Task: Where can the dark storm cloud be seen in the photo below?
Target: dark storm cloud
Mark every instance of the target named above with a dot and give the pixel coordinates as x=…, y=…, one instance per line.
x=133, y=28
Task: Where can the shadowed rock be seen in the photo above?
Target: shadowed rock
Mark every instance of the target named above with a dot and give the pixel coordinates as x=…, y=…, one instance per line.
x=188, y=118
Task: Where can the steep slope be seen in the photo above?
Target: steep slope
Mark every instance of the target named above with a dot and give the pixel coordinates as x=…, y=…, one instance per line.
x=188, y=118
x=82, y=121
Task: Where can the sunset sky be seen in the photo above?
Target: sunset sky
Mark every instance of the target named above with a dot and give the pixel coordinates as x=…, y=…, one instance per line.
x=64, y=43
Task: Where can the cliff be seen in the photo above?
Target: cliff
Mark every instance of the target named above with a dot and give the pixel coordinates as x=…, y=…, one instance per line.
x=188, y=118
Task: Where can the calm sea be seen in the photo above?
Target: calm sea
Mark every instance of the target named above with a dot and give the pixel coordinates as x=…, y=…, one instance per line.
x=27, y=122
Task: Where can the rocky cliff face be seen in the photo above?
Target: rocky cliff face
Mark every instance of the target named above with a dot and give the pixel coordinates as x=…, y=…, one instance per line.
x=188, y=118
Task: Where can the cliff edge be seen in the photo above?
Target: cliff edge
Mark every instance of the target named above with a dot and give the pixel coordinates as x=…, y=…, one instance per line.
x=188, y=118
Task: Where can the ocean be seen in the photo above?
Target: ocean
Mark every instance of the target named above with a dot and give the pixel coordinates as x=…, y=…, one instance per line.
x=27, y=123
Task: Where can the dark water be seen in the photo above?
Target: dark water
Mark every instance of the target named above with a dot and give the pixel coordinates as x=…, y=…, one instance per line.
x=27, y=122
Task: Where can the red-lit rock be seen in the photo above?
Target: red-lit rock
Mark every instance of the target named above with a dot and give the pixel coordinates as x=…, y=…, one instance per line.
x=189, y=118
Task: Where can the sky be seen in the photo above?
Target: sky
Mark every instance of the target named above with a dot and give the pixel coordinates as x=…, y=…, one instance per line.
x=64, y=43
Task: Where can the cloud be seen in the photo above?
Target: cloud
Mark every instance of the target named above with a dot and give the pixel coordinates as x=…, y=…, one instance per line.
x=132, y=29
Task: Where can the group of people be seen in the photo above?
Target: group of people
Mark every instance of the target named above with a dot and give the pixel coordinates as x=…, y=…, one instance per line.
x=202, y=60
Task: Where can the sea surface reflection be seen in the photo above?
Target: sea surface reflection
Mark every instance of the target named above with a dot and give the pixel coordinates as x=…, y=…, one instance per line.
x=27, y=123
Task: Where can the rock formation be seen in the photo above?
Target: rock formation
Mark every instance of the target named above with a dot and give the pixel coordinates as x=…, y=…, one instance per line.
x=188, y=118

---*---

_What to work on:_
Repeat every record above exactly as it appears.

_Finished task:_
Task: Where can the dark storm cloud be seen in the photo below?
Target: dark storm cloud
Mark every instance of the target named above with a dot and give the pixel coordinates as x=…, y=…, one instance per line.
x=133, y=28
Task: Where can the shadowed rock be seen in the photo above?
Target: shadowed rock
Mark every instance of the target named above with a dot and give the pixel coordinates as x=…, y=…, one instance per line.
x=188, y=118
Task: Where can the steep slope be seen in the photo above?
Target: steep slope
Mark every instance of the target named above with a dot and give the pixel coordinates as x=…, y=…, one instance per line.
x=188, y=118
x=82, y=121
Task: Where can the sunset sky be seen in the photo above?
Target: sunset sky
Mark every instance of the target named above with a dot and give the pixel coordinates as x=…, y=…, one instance per line.
x=64, y=43
Task: Where can the cliff be seen in the photo above?
Target: cliff
Mark every instance of the target named above with a dot and give the pixel coordinates as x=…, y=…, one instance per line.
x=188, y=118
Task: Where can the calm sea be seen in the photo above?
Target: calm sea
Mark every instance of the target named above with a dot and give the pixel coordinates as x=…, y=…, one instance per line.
x=27, y=122
Task: Where can the rocky cliff face be seen in the photo above?
Target: rocky cliff face
Mark every instance of the target named above with a dot and give the pixel coordinates as x=…, y=…, one instance per line.
x=188, y=118
Task: Where can the cliff edge be seen in the photo above?
Target: cliff edge
Mark every instance of the target named above with a dot and give the pixel coordinates as x=…, y=…, one instance per line.
x=188, y=118
Task: Where can the ocean be seen in the photo above?
Target: ocean
Mark every instance of the target named above with a dot and give the pixel coordinates as x=…, y=…, one instance per line.
x=27, y=123
Task: Where can the dark water be seen in the photo above?
Target: dark water
Mark every instance of the target named above with a dot and give the pixel coordinates as x=…, y=…, one instance per line.
x=27, y=122
Task: Where can the red-lit rock be seen in the photo above?
Target: red-lit rock
Mark every instance of the target named above with a dot and give the pixel coordinates as x=…, y=…, one instance per line.
x=189, y=118
Task: Where can the sky be seen in the photo above?
Target: sky
Mark every instance of the target named above with a dot and give the pixel coordinates as x=…, y=…, one instance per line.
x=64, y=43
Task: Where can the cloud be seen in the photo above?
Target: cloud
Mark every instance of the target named above with a dot and give the pixel coordinates as x=…, y=…, one instance per line.
x=132, y=29
Task: Where can the group of people be seen in the photo above?
Target: group of people
Mark every instance of the target named above with a dot and give the pixel coordinates as x=…, y=…, one instance per line.
x=202, y=60
Task: Where can the sea surface reflection be seen in the photo above?
Target: sea surface reflection
Mark every instance of the target named above with a dot and give the pixel coordinates as x=…, y=…, one instance per line.
x=27, y=123
Task: Where can the rock formation be seen in the photo above?
Target: rock formation
Mark every instance of the target named above with a dot and give the pixel coordinates as x=…, y=…, one instance per line.
x=188, y=118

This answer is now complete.